(Named object pointing entries)
-*-*-

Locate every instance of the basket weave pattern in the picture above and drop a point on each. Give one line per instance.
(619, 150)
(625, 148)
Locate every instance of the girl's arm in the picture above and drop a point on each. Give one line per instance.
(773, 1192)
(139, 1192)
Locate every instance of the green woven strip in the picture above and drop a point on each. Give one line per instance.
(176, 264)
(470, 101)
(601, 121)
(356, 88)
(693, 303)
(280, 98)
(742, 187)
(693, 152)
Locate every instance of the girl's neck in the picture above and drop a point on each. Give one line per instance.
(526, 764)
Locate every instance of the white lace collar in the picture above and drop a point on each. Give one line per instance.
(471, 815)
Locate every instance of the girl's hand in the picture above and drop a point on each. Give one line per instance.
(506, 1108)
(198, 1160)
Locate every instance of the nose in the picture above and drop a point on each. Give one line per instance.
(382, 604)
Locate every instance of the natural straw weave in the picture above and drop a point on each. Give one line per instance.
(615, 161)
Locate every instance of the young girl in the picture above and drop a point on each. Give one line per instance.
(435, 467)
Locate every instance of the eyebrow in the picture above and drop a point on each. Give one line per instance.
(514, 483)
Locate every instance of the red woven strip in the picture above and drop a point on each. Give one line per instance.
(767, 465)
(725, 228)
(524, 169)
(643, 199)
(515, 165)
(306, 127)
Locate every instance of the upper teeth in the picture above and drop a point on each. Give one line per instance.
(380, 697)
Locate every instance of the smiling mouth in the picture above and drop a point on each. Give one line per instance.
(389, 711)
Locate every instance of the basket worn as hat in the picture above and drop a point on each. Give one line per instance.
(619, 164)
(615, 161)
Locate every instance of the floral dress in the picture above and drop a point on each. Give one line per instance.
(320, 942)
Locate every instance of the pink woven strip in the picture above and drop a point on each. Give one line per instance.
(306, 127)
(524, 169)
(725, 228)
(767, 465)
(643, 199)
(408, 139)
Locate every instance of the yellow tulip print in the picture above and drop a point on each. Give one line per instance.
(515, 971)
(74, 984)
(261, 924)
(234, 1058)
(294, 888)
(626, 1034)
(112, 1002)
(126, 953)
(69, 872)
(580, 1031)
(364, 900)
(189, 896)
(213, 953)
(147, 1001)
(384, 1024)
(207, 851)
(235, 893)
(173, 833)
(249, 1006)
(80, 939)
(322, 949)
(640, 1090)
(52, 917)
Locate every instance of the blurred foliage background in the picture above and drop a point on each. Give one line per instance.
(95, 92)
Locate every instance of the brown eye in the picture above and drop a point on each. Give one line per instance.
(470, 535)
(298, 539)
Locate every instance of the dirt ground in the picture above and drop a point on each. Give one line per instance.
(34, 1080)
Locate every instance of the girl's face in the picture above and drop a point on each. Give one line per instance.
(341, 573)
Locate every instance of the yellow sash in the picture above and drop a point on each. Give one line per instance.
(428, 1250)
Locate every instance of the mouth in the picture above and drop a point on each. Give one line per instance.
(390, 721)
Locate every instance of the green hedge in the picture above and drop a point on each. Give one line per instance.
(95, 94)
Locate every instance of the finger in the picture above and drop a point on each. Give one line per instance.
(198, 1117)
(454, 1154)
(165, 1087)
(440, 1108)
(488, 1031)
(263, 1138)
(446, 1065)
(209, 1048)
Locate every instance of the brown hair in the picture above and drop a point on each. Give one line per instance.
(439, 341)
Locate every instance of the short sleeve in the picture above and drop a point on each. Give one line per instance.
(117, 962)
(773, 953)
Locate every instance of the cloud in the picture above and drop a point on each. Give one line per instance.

-*-*-

Work required | Repeat only what runs from the line holding "Locate every instance of the pink" to the end of the data, keeping every line exactly as written, first and last included.

Output for this exercise |
Locate every instance of the pink woven strip in the picture above and drop a point on each. Give one line per instance.
(306, 127)
(524, 169)
(725, 228)
(767, 465)
(643, 199)
(408, 139)
Locate every instance of the yellow tulip print in the picture above and drop a point on each. Give one line per instance.
(515, 971)
(74, 984)
(261, 924)
(234, 1058)
(294, 888)
(626, 1034)
(112, 1002)
(126, 953)
(69, 872)
(580, 1031)
(364, 900)
(189, 896)
(213, 953)
(147, 1001)
(384, 1024)
(207, 851)
(235, 893)
(173, 833)
(249, 1006)
(80, 939)
(322, 949)
(640, 1090)
(52, 917)
Locate every instance of the blurred foliage background in the picture above and drop a point on each. Give one line per instance.
(95, 92)
Locate every instance of the brown eye in the picture above and drop a point on each. Give one line per instance.
(470, 535)
(298, 539)
Locate every instance of the dirt ground in the picture above and drop a point on each. Give one line per instance.
(34, 1080)
Locate every instance of the girl's face in the picture above and drop a point on each. Give one line per instance.
(341, 573)
Locate every instance of the yellow sash in the picture above and drop a point on each. Give one line per instance.
(428, 1250)
Locate every instance of the mouth in the picture above and drop a point on each. Give one line per instance.
(390, 721)
Locate every instance of the green hedge in the picture above and drop a point on each. Give one line per instance.
(95, 94)
Locate every instance of the finger in the picture above and drop a point on each. Give one line per instance.
(198, 1117)
(454, 1154)
(165, 1087)
(440, 1108)
(488, 1031)
(263, 1138)
(446, 1065)
(209, 1048)
Locate every instance of the brown hair in the picture above and drop a point on each. Give one line per instance.
(439, 341)
Locate every instance of the short sleeve in the picture above and drop a point on each. Give one line per instance.
(117, 962)
(773, 953)
Locate every instance of the cloud in the picture above and drop a point on each. Give one line per instance.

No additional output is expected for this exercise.